WORK TO COMPLETE:
Could you reproduce the rows word for word, beginning at the line that has "Wildlife-tally tagging: find every instance of the black hijab" and stopping after the last of the rows, both ends included? Please leave the pictures out of your answer.

§ §

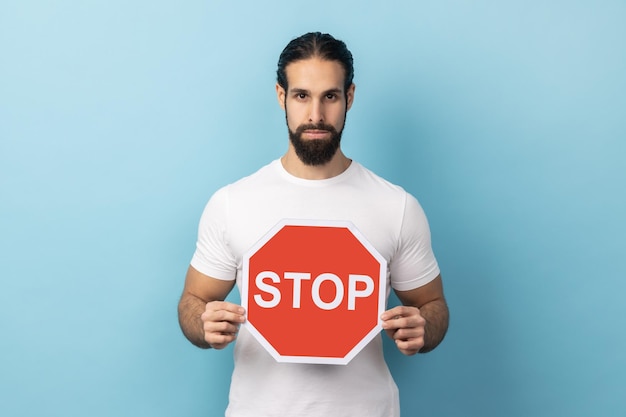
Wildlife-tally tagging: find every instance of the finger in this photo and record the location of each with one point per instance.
(410, 347)
(219, 341)
(399, 311)
(220, 327)
(225, 306)
(222, 315)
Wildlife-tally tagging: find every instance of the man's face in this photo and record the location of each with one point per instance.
(315, 108)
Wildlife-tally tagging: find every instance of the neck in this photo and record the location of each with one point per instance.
(297, 168)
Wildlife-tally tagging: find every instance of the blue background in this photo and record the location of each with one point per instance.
(119, 119)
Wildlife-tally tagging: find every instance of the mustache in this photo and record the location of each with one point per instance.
(315, 126)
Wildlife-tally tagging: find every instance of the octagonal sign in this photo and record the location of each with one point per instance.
(314, 291)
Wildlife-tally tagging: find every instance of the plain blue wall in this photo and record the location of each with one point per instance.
(119, 119)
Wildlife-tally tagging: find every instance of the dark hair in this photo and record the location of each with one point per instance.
(315, 44)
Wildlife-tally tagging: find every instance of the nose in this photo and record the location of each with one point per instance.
(316, 113)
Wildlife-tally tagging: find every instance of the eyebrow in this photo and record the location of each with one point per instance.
(303, 91)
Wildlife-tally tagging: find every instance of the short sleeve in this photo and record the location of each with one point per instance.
(414, 263)
(213, 256)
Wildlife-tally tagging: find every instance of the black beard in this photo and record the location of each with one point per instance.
(315, 152)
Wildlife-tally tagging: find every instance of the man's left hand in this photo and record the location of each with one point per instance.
(405, 325)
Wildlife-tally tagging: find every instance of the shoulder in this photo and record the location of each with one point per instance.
(377, 183)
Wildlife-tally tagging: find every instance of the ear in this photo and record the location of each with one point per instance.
(280, 95)
(350, 96)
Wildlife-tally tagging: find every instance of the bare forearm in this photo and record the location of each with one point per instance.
(190, 308)
(436, 315)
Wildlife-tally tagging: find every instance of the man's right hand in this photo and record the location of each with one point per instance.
(221, 321)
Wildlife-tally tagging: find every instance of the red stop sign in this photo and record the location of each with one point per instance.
(314, 291)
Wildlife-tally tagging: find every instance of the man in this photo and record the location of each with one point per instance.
(313, 180)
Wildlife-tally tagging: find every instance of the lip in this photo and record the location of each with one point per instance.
(316, 134)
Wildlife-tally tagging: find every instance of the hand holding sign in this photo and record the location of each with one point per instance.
(221, 323)
(405, 325)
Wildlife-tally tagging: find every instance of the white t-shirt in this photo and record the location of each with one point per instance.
(238, 215)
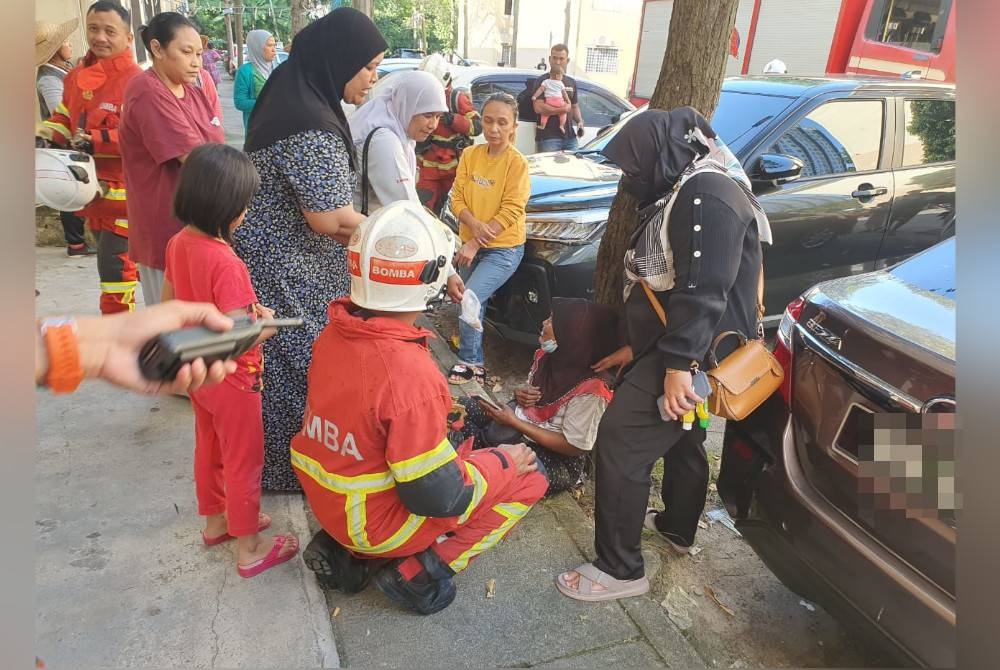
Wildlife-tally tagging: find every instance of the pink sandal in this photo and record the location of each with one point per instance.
(263, 523)
(272, 559)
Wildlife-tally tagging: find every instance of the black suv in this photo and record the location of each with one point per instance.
(855, 174)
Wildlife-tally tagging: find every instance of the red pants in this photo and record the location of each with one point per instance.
(499, 510)
(433, 186)
(119, 275)
(228, 455)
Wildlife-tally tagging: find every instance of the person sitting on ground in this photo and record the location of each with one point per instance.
(373, 455)
(558, 411)
(386, 130)
(556, 96)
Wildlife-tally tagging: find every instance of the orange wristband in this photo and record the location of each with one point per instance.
(65, 370)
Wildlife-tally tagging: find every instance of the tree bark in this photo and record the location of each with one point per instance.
(691, 74)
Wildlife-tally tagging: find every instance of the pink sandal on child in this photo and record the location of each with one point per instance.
(272, 559)
(263, 523)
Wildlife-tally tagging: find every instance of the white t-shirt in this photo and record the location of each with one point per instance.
(577, 420)
(553, 88)
(389, 175)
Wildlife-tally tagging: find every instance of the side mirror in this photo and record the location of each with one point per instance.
(777, 168)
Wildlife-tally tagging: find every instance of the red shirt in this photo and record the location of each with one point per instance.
(158, 127)
(206, 269)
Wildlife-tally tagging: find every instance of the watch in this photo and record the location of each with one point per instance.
(65, 370)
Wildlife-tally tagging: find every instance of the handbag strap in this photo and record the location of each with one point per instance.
(364, 171)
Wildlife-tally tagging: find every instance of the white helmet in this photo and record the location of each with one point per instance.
(65, 180)
(775, 66)
(399, 259)
(437, 66)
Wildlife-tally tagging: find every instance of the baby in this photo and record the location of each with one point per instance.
(555, 94)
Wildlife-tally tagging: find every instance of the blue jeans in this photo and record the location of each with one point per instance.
(490, 270)
(559, 144)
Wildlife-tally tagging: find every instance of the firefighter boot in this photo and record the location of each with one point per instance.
(422, 583)
(335, 567)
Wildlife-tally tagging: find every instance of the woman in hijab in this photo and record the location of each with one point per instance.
(252, 75)
(299, 221)
(558, 411)
(403, 113)
(696, 251)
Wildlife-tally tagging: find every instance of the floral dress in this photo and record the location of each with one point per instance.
(296, 272)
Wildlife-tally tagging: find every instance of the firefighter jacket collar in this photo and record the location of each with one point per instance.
(349, 321)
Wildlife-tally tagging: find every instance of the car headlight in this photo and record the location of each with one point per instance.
(570, 227)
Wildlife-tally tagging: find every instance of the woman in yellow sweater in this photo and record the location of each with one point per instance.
(488, 198)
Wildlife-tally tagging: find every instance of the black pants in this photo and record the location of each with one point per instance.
(632, 437)
(72, 228)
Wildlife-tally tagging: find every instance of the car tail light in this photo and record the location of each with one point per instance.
(783, 345)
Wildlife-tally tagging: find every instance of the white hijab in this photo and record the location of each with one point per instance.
(395, 105)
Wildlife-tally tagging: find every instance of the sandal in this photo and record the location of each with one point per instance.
(461, 373)
(272, 559)
(263, 523)
(591, 575)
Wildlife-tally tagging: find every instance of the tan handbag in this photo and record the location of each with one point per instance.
(746, 377)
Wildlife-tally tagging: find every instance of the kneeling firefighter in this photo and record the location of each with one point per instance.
(373, 455)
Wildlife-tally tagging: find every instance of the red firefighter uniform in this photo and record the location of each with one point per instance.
(373, 457)
(439, 160)
(92, 100)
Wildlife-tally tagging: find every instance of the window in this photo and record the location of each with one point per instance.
(914, 24)
(930, 132)
(597, 110)
(835, 138)
(602, 59)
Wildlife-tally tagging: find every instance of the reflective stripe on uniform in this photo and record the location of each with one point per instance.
(425, 463)
(513, 512)
(477, 494)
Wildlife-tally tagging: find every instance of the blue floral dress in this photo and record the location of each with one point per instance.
(296, 272)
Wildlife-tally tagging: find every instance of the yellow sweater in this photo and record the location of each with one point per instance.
(492, 188)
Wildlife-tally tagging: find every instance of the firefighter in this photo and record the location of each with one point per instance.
(373, 454)
(87, 119)
(437, 156)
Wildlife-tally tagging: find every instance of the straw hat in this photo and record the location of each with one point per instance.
(49, 37)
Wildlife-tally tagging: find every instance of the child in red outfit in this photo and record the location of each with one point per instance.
(216, 185)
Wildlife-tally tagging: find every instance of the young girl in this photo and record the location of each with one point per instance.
(216, 184)
(488, 198)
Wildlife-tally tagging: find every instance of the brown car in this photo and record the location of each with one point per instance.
(864, 526)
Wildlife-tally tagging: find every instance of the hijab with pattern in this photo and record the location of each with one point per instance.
(305, 93)
(586, 332)
(409, 94)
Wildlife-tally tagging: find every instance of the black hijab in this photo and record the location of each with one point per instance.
(305, 92)
(586, 332)
(655, 148)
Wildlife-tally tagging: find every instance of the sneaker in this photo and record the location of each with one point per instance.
(422, 594)
(81, 250)
(336, 569)
(649, 523)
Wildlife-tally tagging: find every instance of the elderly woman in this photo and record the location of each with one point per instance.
(168, 110)
(558, 411)
(403, 113)
(252, 75)
(697, 253)
(299, 221)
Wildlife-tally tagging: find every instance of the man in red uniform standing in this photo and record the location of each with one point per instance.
(437, 156)
(87, 119)
(373, 455)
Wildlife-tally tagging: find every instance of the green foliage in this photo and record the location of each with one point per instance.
(933, 121)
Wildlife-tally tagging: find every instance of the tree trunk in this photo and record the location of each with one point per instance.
(691, 74)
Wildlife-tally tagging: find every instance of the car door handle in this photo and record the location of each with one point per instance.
(869, 192)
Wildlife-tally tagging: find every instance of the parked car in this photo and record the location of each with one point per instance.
(854, 173)
(798, 474)
(599, 106)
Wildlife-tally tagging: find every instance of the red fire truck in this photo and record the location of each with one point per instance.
(915, 38)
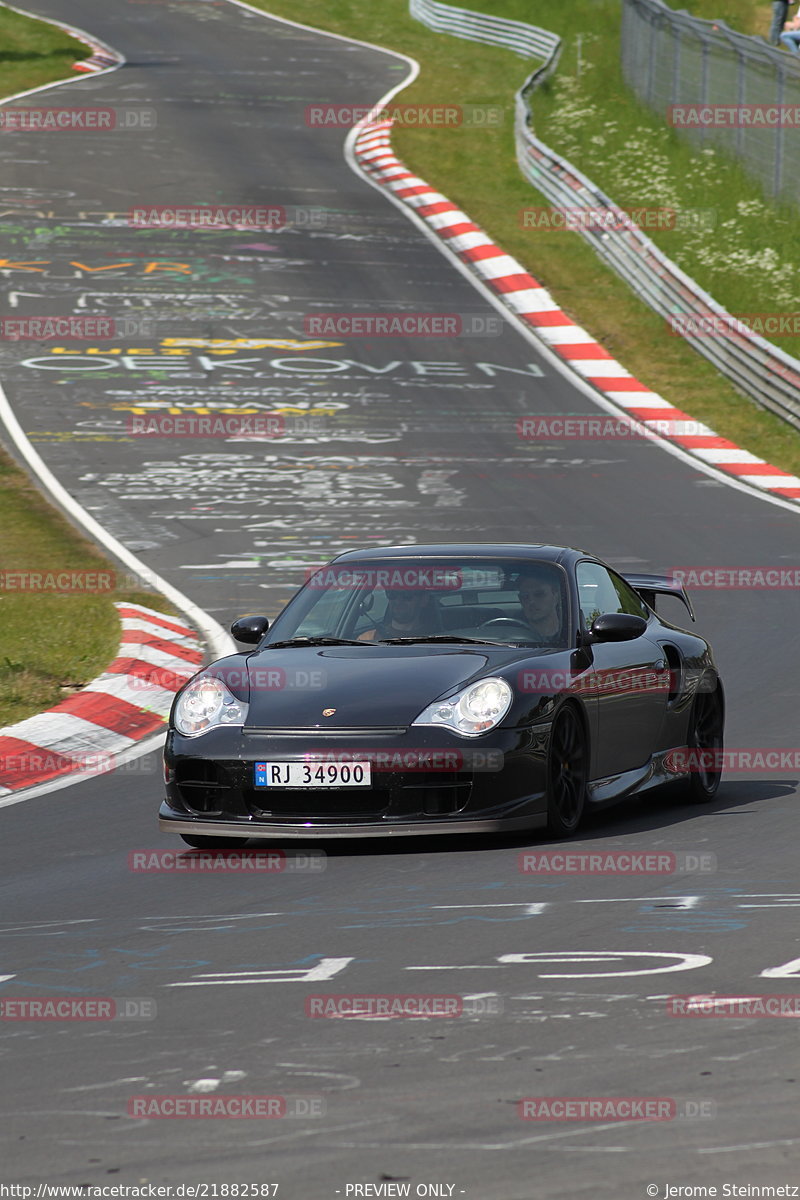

§ §

ANSWER TO THE EXERCISE:
Wildlife-tally tagging: find every instance of the black hijab in this photo and record the location of each with one point per instance.
(305, 92)
(586, 332)
(655, 148)
Wildlife-tally tagging: find every instance of the sneaker in this photo and record the location of each with one point per instance.
(422, 594)
(81, 250)
(336, 569)
(649, 523)
Wildlife-tally tagging: find every instance of the elderly woman in this photo and record the location of each with one point per instance.
(168, 110)
(558, 411)
(403, 113)
(252, 75)
(697, 253)
(299, 221)
Wildlife-tally tagging: find every instance of the man in red uniform standing in this photo and record the location of each with one point per instance.
(437, 156)
(87, 119)
(373, 455)
Wildlife-tally tagging: find every instance of the green foliage in this photo and record the location of each with one point per instance.
(933, 121)
Wildlife-tally tagging: find every instance of the tree trunk in this photo and record the location of each with one point per instance.
(691, 74)
Wildlife-tally tagging: find every instance of the car door handle in this photo and record the location of each with one point per instance.
(869, 192)
Wildlife-tally tagging: find every instance of the parked car in this photo and record the location of each with one point per instance.
(854, 173)
(798, 474)
(599, 106)
Wildlife-tally tagging: find every instance of the red fire truck in this photo and record the location of each with one point per instance.
(915, 38)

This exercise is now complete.